Study text Start Marker

CHICAGO – Dec. 2, 2011. Governor Pat Quinn today joined with Walgreens to encourage Illinoisans to get a seasonal flu shot. Governor Quinn also highlighted Walgreens’ recent announcement that it is working with the U.S. Department of Health and Human Services to offer more than $10 million worth of free flu shot vouchers to Americans without health insurance and those unable to afford one.
“We have a responsibility to each other to stay healthy this flu season and I commend Walgreens for its ongoing illness-prevention and wellness efforts,” Governor Quinn said. “Getting a flu shot is convenient and helps to guard against sickness that impacts our families and our work.”
Deerfield-based Walgreens offers flu immunizations daily at all of its more than 600 locations across Illinois, including all Walgreens pharmacies and Take Care Clinics. Flu shots are available during all pharmacy and clinic hours with no appointment necessary. For information about the flu shot voucher program in Illinois, consumers can contact their local health department, which can be found by visiting the Illinois Department of Public Health website at www.idph.state.il.us/flu/.
“We appreciate Governor Quinn reinforcing and recognizing the need for protection and prevention by receiving his flu shot today,” said Kermit Crawford, Walgreens president of pharmacy, health and wellness services and solutions. “Flu activity in the U.S. peaks in January and February more than 70 percent of the time so there’s still a long way to go. With the dedication and support of our pharmacists and Take Care Clinic nurse practitioners in communities statewide, we hope to help keep Illinois healthy throughout flu season.”
According to the U.S. Centers for Disease Control and Prevention (CDC), each year an estimated 5 to 20 percent of the U.S. population gets the flu. On average, influenza in the U.S. results in approximately 200,000 hospitalizations and more than 25,000 deaths annually. Flu symptoms may include a fever of 100 degrees Fahrenheit or above, headache, body aches, exhaustion, chills and weakness.
The influenza virus can be spread through coughing or sneezing. People can also get the flu by touching objects carrying the virus, such as telephones and door knobs, and then touching their mouth or nose.
The CDC recommends flu shots for everyone over the age of six months. Young children, pregnant women, people with chronic medical conditions and the elderly are at higher risk of complications from influenza. Side effects are mild; some individuals may experience mild flu-like symptoms for a few days after vaccination and soreness at the injection site.

Study text End Marker
Supplied material Start Marker

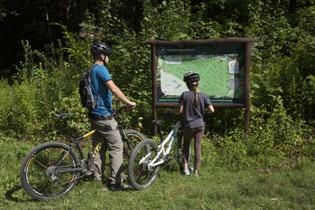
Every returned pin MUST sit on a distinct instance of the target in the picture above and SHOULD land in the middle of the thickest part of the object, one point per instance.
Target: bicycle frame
(164, 148)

Supplied material End Marker

What the task requires: Please state how many Walgreens locations across Illinois offer flu immunizations, according to the flu shot announcement. The listing has no connection to the flu shot announcement.

Solution for this exercise: More than 600 locations.